→ PROBLEM
Exactly as written, print each record in the listing.

• • • • •

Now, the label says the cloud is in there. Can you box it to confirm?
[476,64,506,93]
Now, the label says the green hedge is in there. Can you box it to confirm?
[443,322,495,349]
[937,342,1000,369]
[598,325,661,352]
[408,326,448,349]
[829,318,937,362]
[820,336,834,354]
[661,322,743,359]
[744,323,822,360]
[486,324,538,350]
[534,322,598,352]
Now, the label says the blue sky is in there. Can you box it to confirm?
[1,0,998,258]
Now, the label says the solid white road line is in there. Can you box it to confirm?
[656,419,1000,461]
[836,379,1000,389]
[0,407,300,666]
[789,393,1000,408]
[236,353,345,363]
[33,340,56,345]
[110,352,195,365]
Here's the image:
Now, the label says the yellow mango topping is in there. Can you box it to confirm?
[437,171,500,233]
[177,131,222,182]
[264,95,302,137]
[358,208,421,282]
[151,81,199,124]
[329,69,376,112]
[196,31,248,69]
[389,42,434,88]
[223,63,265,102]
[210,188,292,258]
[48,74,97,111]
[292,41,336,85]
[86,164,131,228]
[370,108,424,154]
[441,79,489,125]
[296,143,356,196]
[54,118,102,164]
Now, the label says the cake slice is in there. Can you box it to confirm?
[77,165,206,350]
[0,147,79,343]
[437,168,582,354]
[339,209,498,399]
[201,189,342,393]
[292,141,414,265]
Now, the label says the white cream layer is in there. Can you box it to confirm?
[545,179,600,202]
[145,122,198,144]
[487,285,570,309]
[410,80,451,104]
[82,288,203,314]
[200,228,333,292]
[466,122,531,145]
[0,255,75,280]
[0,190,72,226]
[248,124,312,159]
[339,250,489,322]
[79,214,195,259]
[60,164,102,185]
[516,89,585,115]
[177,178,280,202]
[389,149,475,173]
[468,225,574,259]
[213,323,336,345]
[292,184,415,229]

• • • • •

→ EXERCISE RESPONSE
Now, the label says the cloud is in there. Can you box it to confirm?
[476,64,506,93]
Now, the label says the green hedge is in there. Can you box it to confirm?
[443,322,495,349]
[937,342,1000,369]
[598,325,661,352]
[408,326,448,349]
[829,318,937,362]
[820,336,834,354]
[661,322,743,359]
[744,323,822,360]
[486,324,538,350]
[534,322,598,352]
Now, the label says the blue sky is in there. Can you box it to confirm?
[1,0,998,258]
Now, the label says the solid white road line is in there. Can you box it to confirm?
[656,419,1000,461]
[836,379,1000,389]
[0,407,300,666]
[789,393,1000,408]
[236,353,345,363]
[33,340,56,345]
[110,352,195,365]
Here's the image:
Now, the label says the yellow mango topping is in there. Can you box it to confirm?
[437,171,500,233]
[177,131,222,182]
[264,95,302,137]
[358,208,421,282]
[151,81,199,124]
[329,69,376,112]
[196,31,248,69]
[389,42,434,88]
[223,63,265,102]
[210,188,292,258]
[48,74,97,111]
[292,41,336,85]
[86,164,131,228]
[370,108,424,154]
[441,79,489,125]
[296,143,356,196]
[54,118,102,164]
Now, the label says the cake slice is in there. Can you box it to confirm?
[77,165,206,350]
[0,147,79,343]
[437,168,582,354]
[339,209,498,399]
[201,189,342,393]
[292,141,414,265]
Now, the label says the white cream layer is in there. Can you box it to confirm?
[545,179,600,202]
[145,122,198,144]
[487,285,570,309]
[410,80,451,104]
[82,288,203,314]
[200,228,333,292]
[466,122,531,145]
[0,255,75,280]
[0,190,72,226]
[248,124,312,159]
[339,250,489,322]
[79,214,195,259]
[60,164,102,185]
[516,89,585,115]
[177,178,280,202]
[389,149,475,173]
[468,225,574,259]
[213,323,336,345]
[292,184,415,229]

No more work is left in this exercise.